EXCERPT PROVIDED:
————————

# The latest in "christian" punk



## puritan lad (Jan 18, 2007)

Found this on the Old Truth Blog. Don't know whether to laugh or cry over this nonsense, as I am tempted to do both.

Be aware that this site may be offensive. The name says it all...

Zombiegutz


----------



## No Longer A Libertine (Jan 18, 2007)

How was this offensive? I thought it was quite well done and insightful.


----------



## puritan lad (Jan 18, 2007)

Are you referring to the Old Truth site, or the Zombiegutz site? It is the latter I was referring to...


----------



## lv1nothr (Jan 18, 2007)

Thank you for posting this site! I'll be exploring it and gleaning, I'm sure!


----------



## lv1nothr (Jan 18, 2007)

puritan lad said:


> Are you referring to the Old Truth site, or the Zombiegutz site? It is the latter I was referring to...



OHHHHHHHHH...Ok...yep...I had the latter open for about 2 seconds... gotcha!! I too was referring to the Old Truth site. Spoke too soon again!

————————

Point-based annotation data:
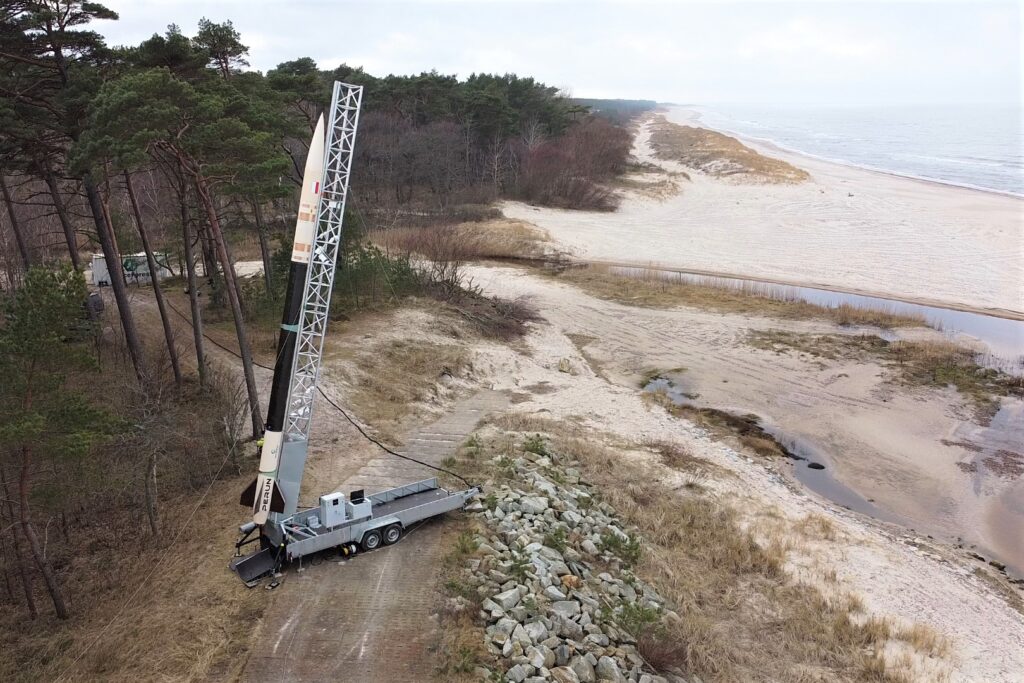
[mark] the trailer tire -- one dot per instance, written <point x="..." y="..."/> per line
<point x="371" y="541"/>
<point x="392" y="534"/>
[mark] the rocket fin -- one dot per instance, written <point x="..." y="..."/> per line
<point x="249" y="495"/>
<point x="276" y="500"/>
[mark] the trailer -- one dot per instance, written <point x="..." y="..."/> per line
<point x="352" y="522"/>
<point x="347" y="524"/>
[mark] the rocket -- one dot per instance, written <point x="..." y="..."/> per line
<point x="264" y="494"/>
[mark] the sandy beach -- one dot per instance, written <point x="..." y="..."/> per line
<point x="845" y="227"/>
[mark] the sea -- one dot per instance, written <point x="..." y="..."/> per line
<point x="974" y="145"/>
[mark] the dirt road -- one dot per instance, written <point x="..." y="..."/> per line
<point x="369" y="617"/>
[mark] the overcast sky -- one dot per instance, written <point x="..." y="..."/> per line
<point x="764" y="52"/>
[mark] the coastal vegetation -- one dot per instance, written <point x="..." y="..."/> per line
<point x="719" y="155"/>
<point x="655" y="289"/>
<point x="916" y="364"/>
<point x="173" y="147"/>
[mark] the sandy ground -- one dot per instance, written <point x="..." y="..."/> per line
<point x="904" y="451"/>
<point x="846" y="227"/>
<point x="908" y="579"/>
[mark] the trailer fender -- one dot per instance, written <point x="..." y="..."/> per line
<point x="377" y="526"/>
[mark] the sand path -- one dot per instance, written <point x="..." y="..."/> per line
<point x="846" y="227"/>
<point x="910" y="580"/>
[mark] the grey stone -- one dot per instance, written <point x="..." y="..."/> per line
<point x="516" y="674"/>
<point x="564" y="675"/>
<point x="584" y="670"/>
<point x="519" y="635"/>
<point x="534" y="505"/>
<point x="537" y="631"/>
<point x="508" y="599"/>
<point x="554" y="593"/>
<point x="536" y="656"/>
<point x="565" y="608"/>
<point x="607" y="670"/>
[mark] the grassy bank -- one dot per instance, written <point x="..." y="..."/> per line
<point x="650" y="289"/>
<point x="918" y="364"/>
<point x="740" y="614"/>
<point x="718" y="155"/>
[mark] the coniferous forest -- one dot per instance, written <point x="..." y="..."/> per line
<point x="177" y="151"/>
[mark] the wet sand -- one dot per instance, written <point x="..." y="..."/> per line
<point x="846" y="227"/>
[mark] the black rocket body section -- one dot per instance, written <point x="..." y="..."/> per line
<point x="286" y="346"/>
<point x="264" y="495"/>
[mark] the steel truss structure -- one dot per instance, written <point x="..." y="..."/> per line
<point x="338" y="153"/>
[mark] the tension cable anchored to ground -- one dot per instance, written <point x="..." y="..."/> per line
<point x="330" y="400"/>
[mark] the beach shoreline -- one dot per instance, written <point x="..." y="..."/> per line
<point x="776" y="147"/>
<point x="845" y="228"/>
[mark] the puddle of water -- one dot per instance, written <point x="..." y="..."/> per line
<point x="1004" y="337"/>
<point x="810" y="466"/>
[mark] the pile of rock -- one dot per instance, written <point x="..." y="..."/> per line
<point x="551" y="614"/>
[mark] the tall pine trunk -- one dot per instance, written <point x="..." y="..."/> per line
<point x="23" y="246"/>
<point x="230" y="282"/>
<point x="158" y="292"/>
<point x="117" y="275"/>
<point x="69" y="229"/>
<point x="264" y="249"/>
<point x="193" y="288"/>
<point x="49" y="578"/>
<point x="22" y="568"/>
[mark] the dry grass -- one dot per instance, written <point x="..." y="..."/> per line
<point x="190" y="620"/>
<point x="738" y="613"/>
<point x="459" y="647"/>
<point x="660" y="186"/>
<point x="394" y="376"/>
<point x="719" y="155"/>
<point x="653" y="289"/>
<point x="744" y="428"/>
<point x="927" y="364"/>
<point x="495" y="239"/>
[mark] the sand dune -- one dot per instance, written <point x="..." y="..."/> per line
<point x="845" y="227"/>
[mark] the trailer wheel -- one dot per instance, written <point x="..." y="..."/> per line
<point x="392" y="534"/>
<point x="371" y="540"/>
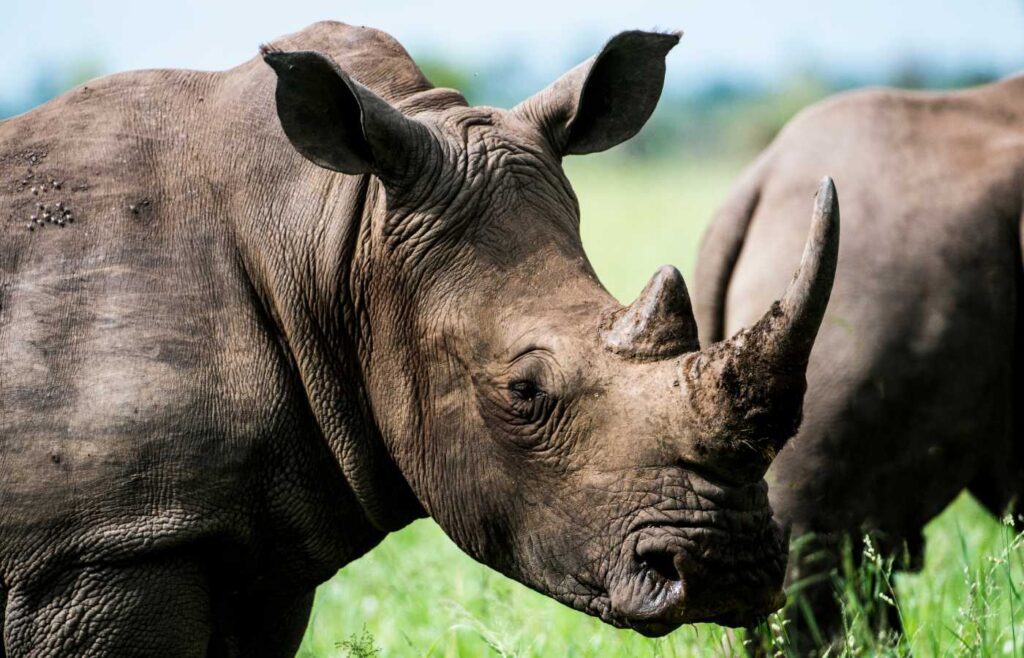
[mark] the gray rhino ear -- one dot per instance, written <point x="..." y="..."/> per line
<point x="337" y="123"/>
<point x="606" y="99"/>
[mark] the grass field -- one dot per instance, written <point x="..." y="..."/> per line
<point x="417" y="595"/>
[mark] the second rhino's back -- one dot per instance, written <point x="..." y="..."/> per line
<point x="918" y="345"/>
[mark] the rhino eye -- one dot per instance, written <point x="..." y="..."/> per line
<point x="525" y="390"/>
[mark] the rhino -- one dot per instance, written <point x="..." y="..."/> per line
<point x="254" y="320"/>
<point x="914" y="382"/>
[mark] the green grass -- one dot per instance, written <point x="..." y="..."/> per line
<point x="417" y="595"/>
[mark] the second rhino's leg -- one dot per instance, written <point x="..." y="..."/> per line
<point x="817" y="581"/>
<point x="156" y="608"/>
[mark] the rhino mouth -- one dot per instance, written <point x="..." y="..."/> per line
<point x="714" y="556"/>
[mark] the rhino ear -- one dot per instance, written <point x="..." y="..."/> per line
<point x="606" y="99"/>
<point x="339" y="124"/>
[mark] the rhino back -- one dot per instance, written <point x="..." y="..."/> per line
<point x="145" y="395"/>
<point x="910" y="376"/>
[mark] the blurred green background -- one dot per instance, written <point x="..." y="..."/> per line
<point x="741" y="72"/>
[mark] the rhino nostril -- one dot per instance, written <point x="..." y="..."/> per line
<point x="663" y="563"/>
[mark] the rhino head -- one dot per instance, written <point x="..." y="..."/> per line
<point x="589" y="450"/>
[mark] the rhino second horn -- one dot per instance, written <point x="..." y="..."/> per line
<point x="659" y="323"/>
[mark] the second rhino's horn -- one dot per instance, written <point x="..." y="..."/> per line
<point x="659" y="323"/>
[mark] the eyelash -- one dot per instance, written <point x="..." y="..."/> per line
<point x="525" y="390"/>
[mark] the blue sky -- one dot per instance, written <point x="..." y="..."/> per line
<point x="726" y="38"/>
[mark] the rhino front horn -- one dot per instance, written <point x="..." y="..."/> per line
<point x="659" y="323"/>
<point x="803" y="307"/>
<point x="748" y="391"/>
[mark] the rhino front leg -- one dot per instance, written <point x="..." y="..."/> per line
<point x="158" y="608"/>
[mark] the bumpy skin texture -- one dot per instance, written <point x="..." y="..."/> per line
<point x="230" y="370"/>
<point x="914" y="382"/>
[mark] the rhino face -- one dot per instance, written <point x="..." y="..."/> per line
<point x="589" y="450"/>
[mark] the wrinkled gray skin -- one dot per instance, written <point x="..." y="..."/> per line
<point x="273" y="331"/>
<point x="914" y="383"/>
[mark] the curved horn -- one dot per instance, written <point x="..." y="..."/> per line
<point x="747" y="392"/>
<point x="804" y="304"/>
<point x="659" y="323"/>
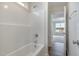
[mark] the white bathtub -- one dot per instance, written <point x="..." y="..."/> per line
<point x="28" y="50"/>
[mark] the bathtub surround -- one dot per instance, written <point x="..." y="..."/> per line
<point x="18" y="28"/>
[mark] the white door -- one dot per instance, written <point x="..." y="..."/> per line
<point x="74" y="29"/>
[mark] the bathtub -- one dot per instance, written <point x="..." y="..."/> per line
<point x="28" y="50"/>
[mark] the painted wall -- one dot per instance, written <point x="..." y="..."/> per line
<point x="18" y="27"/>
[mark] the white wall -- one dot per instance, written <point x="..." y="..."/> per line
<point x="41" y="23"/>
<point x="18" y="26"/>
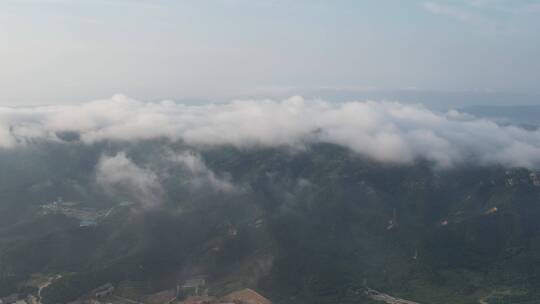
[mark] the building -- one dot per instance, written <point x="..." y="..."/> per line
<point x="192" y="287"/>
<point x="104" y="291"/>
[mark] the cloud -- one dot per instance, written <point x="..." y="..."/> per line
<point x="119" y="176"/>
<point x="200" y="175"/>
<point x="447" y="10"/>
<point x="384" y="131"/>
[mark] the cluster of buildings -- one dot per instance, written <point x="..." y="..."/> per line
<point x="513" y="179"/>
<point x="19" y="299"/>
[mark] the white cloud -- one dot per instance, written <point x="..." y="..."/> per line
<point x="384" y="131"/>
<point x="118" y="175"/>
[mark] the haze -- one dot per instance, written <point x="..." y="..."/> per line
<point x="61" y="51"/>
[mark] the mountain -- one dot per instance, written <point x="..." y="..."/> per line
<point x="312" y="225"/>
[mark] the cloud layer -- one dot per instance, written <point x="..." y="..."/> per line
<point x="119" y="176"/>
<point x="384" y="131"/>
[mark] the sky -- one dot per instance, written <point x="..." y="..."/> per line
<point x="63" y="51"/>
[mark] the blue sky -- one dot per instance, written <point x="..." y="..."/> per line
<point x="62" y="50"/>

————————

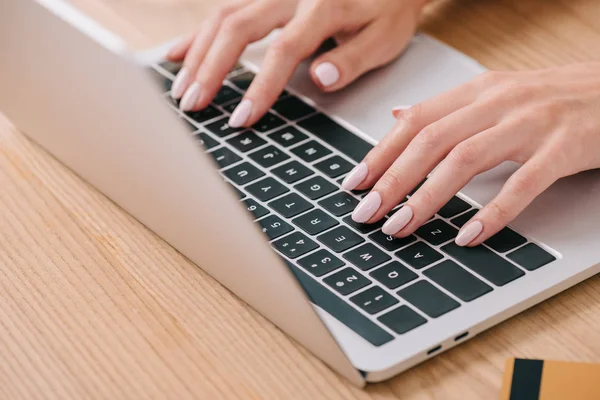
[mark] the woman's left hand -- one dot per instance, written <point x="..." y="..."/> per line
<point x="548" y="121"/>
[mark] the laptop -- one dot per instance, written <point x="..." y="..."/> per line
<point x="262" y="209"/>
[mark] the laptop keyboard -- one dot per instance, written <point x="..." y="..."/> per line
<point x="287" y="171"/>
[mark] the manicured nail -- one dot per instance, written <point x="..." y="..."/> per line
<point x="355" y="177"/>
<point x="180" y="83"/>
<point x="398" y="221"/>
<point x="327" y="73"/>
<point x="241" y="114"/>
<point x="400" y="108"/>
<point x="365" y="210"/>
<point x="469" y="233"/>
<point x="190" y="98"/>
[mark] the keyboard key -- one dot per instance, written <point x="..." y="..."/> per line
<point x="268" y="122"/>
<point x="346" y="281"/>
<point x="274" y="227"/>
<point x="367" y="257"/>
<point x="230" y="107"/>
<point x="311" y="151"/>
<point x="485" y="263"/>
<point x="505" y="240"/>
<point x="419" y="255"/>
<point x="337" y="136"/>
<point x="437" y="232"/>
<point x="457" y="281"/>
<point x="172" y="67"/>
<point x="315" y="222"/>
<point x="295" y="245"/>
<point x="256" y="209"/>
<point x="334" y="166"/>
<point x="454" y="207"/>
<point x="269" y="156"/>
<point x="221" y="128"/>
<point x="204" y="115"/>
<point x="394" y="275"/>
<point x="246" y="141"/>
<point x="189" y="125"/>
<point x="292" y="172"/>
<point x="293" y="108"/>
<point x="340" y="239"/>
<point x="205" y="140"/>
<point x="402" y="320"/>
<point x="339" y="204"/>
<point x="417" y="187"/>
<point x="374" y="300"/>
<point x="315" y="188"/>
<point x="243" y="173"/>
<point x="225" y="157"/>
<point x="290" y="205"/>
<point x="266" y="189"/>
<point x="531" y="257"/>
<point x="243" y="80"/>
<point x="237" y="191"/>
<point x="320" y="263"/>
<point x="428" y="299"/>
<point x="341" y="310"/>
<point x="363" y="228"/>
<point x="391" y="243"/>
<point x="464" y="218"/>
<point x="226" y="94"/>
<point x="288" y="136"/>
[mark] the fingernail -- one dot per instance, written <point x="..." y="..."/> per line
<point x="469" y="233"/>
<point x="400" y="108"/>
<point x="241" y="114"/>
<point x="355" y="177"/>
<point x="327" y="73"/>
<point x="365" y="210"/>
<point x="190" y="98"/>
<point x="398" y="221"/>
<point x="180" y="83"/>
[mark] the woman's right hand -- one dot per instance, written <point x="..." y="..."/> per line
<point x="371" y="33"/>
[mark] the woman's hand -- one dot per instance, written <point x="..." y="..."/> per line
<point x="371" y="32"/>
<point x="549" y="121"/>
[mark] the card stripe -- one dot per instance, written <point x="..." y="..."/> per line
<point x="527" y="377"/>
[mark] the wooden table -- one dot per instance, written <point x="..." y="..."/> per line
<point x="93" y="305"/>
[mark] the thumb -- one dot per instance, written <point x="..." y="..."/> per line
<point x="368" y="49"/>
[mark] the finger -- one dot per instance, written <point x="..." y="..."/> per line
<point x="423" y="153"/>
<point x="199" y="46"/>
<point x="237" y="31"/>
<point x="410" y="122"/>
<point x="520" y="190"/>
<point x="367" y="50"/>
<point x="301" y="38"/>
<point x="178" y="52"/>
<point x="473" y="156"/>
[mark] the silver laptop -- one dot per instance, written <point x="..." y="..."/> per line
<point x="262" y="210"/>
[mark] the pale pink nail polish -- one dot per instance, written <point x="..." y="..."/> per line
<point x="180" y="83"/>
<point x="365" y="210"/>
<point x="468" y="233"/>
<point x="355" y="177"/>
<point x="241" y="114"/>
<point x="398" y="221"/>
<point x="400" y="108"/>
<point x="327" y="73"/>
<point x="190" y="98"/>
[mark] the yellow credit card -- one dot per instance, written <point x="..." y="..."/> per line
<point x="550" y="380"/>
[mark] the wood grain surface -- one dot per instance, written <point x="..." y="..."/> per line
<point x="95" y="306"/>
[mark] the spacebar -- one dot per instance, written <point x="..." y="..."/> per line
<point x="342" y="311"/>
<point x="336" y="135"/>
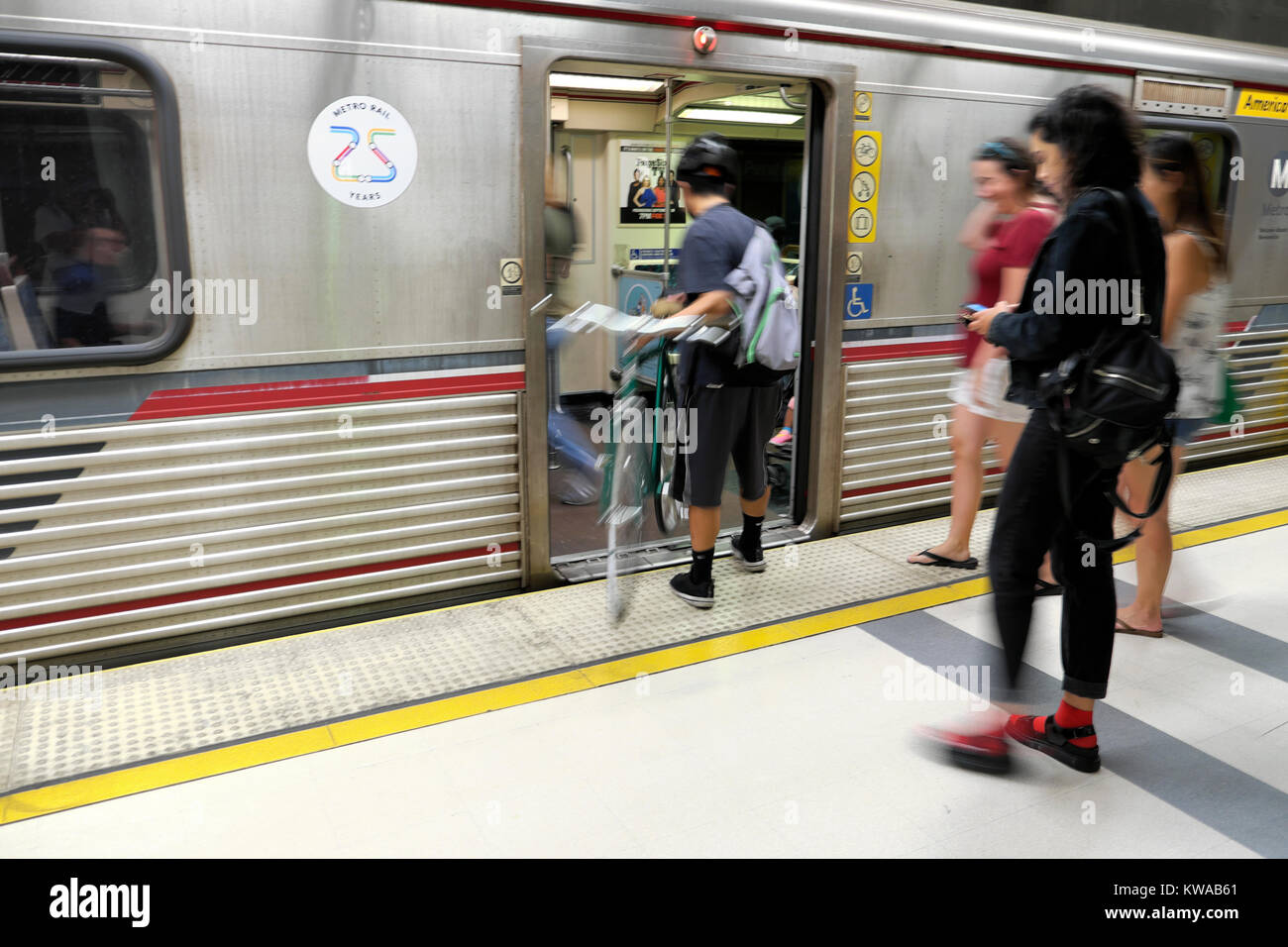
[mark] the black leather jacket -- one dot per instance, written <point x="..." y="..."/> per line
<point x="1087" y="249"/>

————————

INSTRUCTIONS:
#1 Summarize the forum thread in two sentences.
#2 Copy out the forum thread from "# The latest" up to and including "to do both.".
The records are material separate from the forum thread.

FINAL RESULTS:
#1 A poster shares something found on the Old Truth Blog, warns that the site may be offensive, and names Zombiegutz. When another member asks how it was offensive and calls it well done and insightful, the poster clarifies that Zombiegutz was the site meant, and a member who had thanked the poster for the site admits to having been referring to the Old Truth site and speaking too soon.

#2
# The latest in "christian" punk



## puritan lad (Jan 18, 2007)

Found this on the Old Truth Blog. Don't know whether to laugh or cry over this nonsense, as I am tempted to do both.